Requirement: Word for word and without images, transcribe all of the records.

Extracted data entries:
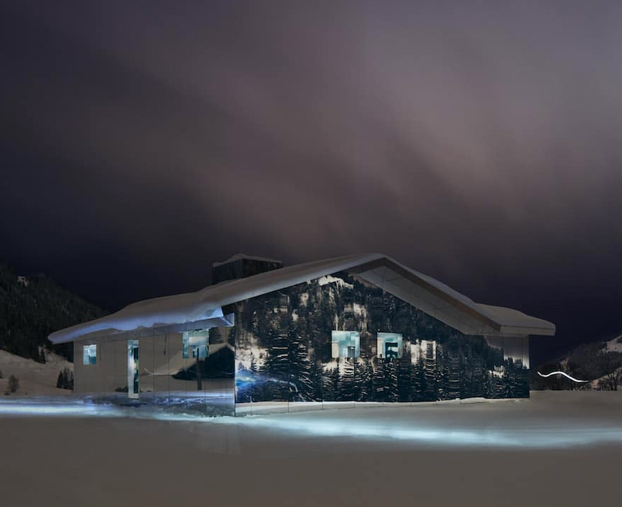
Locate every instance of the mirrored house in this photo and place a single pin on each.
(356, 329)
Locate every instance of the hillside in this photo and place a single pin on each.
(599, 362)
(33, 307)
(35, 378)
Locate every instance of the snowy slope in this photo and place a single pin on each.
(35, 379)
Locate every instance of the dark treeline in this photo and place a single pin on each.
(33, 307)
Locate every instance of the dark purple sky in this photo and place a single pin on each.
(478, 142)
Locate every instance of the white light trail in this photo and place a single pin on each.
(564, 374)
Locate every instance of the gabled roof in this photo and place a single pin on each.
(424, 292)
(241, 256)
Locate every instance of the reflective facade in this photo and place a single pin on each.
(339, 339)
(336, 339)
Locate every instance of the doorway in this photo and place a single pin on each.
(133, 389)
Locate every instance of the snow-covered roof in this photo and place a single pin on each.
(424, 292)
(241, 256)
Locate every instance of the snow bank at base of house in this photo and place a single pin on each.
(35, 379)
(434, 455)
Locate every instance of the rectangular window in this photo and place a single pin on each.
(195, 344)
(346, 344)
(89, 354)
(389, 345)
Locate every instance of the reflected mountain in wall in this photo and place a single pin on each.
(599, 363)
(31, 307)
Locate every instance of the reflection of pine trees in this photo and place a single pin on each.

Exercise answer:
Locate every instance of the mirrored house in this photo and place a single pin on each.
(356, 329)
Locate every instance of the hillside in this photo and place a single pin on each.
(599, 362)
(33, 307)
(35, 378)
Locate every instance of the snowy slope in this photo and place a single pin on each.
(35, 379)
Locate every instance of the dark treeline in this photo and place a single pin on each.
(33, 307)
Locate every instance of the dark purple sky in this photo and place a single pin on each.
(478, 142)
Locate every instance of the white light trail in this photo and place a single pin on each.
(564, 374)
Locate every instance of the gabled roof in this photo and place a single pin on each.
(424, 292)
(241, 256)
Locate every instance of the reflective facade in this photo and place a single pin on each.
(339, 339)
(336, 339)
Locate every instance of the doorway in this photo and place a single pin on each.
(133, 389)
Locate every instance of the snow-covered roof in this photo and place a single pin on each.
(424, 292)
(241, 256)
Locate every instance of the snow bank at base of house in this photo and place a single pin on each.
(35, 379)
(434, 455)
Locate every instance of the rectangular window in this photo and place a single pin on each.
(195, 344)
(346, 344)
(89, 354)
(389, 345)
Locate every instance of the reflected mountain in wall in this photo and place a single pin on each.
(599, 363)
(31, 307)
Locate every instance of the reflection of pine trees in this photo and place a single pin on each.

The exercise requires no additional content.